> **EXERCISE DIRECTIONS**: Output only an exact transcription of the line containing "Could you point at the black sneaker" and all lines that follow it in the data below.
[[ SOURCE DATA open ]]
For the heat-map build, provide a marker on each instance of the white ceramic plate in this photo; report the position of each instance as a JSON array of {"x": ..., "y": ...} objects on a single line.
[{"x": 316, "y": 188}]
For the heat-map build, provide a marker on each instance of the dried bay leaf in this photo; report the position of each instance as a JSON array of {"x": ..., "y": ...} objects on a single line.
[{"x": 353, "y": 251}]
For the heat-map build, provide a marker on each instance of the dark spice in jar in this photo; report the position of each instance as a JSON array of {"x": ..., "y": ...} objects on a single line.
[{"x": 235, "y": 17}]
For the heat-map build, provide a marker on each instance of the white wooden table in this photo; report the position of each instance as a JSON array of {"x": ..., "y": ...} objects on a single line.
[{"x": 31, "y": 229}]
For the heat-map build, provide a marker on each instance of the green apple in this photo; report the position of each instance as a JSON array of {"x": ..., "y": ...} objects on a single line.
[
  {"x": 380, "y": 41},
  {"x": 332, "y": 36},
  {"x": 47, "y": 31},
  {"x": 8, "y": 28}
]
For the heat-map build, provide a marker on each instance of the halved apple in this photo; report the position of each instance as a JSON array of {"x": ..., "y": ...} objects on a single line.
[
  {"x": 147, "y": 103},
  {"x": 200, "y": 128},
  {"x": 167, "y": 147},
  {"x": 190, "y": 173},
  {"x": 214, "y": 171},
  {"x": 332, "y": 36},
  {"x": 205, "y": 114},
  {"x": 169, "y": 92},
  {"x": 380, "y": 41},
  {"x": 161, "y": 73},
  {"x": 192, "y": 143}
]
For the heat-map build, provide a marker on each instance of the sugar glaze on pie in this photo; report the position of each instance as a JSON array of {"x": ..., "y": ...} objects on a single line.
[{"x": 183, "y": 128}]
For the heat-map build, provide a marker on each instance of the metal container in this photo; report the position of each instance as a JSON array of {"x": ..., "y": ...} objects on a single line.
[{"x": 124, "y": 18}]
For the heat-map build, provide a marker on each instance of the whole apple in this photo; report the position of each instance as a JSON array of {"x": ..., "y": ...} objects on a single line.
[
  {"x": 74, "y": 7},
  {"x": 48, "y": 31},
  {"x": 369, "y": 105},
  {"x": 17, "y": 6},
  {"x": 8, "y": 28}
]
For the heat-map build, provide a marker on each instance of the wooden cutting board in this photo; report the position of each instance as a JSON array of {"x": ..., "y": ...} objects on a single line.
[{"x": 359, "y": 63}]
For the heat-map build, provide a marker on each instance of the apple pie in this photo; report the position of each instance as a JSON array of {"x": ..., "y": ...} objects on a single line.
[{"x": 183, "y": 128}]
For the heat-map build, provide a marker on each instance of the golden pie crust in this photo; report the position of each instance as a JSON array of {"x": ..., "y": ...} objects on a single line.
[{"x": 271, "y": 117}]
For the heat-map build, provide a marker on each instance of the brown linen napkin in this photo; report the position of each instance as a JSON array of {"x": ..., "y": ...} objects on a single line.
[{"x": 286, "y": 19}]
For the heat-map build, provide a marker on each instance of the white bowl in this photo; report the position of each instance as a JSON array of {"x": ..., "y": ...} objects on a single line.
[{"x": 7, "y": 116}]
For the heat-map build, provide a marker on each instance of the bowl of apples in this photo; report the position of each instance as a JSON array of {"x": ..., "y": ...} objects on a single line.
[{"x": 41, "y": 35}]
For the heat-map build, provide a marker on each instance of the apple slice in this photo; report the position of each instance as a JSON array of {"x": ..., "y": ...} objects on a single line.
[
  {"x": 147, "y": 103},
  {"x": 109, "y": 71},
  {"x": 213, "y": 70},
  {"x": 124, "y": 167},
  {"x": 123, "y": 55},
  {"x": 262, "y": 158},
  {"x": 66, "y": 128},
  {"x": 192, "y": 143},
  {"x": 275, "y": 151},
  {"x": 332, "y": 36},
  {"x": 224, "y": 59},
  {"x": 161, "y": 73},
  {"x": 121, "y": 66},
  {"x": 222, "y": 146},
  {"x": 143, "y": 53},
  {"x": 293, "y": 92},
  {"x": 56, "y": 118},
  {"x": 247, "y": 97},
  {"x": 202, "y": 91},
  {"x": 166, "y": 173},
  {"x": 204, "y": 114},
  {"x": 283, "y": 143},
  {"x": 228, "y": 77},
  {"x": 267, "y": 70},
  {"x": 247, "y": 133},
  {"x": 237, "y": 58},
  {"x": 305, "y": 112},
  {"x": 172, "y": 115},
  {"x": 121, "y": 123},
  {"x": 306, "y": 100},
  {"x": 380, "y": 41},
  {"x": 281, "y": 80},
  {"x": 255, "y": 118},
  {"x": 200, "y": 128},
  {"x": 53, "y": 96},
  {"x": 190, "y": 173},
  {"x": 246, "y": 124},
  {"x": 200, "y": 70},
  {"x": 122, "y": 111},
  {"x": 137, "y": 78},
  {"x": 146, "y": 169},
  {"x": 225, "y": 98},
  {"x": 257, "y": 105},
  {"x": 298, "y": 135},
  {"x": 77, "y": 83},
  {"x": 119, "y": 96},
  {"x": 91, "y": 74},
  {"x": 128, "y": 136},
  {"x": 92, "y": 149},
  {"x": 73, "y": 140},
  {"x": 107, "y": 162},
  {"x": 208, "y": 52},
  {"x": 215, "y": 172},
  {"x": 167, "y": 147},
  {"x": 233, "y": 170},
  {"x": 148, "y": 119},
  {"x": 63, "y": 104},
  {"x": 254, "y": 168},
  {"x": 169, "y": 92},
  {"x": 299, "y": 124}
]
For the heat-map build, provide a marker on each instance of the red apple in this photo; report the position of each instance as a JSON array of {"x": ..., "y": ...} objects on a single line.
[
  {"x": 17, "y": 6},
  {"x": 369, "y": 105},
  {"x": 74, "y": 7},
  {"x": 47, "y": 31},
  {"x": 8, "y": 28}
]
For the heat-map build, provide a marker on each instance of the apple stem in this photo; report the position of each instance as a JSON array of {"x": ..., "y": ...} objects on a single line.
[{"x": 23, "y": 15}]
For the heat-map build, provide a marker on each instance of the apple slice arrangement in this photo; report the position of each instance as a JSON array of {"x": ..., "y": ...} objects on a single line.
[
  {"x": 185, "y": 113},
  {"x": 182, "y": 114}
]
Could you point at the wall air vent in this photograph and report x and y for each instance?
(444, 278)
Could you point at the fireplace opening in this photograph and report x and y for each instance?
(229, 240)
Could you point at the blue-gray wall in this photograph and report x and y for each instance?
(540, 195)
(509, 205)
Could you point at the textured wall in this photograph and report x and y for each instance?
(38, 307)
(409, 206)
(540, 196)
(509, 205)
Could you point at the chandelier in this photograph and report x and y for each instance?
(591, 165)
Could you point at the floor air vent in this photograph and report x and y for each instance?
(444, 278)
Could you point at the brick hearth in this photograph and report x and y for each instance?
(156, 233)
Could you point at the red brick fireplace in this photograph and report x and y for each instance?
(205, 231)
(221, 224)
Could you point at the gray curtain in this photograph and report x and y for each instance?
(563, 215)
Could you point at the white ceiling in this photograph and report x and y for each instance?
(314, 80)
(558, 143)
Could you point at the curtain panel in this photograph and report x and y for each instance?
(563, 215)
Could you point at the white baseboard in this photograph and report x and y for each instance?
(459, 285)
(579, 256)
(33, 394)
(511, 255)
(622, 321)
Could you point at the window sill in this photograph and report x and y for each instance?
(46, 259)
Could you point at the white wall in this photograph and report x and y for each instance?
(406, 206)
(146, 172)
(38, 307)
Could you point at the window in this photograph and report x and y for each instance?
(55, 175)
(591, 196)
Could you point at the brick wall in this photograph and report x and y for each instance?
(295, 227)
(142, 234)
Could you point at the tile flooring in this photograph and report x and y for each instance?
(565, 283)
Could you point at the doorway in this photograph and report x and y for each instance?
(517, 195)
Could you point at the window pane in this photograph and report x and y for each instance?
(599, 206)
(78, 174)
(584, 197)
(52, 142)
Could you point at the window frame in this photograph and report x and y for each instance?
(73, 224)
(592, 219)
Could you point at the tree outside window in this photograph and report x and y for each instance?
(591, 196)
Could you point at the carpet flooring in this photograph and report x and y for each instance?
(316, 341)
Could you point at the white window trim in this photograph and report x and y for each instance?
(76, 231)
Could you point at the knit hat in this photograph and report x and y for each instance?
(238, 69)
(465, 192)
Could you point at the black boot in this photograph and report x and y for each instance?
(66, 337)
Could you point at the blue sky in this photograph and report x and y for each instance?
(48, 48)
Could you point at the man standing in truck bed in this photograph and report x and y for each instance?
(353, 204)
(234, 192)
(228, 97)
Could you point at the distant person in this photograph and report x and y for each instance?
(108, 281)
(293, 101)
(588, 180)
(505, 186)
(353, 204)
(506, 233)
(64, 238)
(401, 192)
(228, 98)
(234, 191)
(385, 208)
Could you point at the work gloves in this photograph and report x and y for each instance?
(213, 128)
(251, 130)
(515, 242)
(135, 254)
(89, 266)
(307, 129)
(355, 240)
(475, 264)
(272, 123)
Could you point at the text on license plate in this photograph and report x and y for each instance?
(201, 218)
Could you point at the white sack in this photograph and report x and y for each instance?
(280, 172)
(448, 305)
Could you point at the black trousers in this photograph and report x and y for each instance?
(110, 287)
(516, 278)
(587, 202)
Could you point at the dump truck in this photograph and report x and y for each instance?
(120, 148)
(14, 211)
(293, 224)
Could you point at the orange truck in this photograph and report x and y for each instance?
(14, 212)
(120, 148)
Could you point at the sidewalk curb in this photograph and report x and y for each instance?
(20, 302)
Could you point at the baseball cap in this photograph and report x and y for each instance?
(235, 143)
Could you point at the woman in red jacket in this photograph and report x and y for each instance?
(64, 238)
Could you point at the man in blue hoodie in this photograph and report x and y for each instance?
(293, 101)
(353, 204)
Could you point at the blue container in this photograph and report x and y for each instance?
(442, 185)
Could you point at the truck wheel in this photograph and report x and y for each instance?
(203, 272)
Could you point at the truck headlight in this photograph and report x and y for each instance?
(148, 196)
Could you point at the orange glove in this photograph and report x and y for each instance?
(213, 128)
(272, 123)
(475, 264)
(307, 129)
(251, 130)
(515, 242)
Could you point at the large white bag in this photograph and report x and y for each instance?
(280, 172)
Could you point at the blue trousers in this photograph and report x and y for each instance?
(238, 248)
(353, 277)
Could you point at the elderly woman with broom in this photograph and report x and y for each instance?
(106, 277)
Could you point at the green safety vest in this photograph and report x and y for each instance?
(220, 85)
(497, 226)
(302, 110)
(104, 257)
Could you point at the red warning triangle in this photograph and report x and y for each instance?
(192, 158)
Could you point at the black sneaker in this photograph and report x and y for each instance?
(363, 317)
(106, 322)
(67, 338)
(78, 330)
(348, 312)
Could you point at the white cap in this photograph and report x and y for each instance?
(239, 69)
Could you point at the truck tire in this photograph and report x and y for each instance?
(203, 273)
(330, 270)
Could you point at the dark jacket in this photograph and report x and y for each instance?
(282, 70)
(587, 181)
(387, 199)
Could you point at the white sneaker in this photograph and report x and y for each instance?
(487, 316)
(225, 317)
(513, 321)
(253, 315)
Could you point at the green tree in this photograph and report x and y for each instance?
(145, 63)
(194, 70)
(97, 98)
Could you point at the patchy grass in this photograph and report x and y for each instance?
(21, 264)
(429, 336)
[[ SOURCE DATA closed ]]
> **RESPONSE TO THE TASK**:
Could you point at the black sneaker in this photograph and report x and y for each instance?
(363, 317)
(106, 322)
(67, 338)
(78, 330)
(348, 312)
Could you point at the white cap in this photograph and report x and y for each instance?
(239, 69)
Could you point at the truck tire in this photograph and report x and y for each instance?
(203, 273)
(330, 270)
Could you point at the dark jacket in this photograph and report x and y for each instance?
(282, 70)
(587, 181)
(387, 199)
Could you point at the white sneaker in this photograph and report x and y for each instance?
(487, 316)
(225, 317)
(513, 321)
(253, 315)
Could you point at the green tree in this photograph and report x and y for each instance?
(145, 63)
(194, 70)
(97, 98)
Could you point at the patchy grass in this photograph and report x and y for each instance?
(21, 264)
(429, 336)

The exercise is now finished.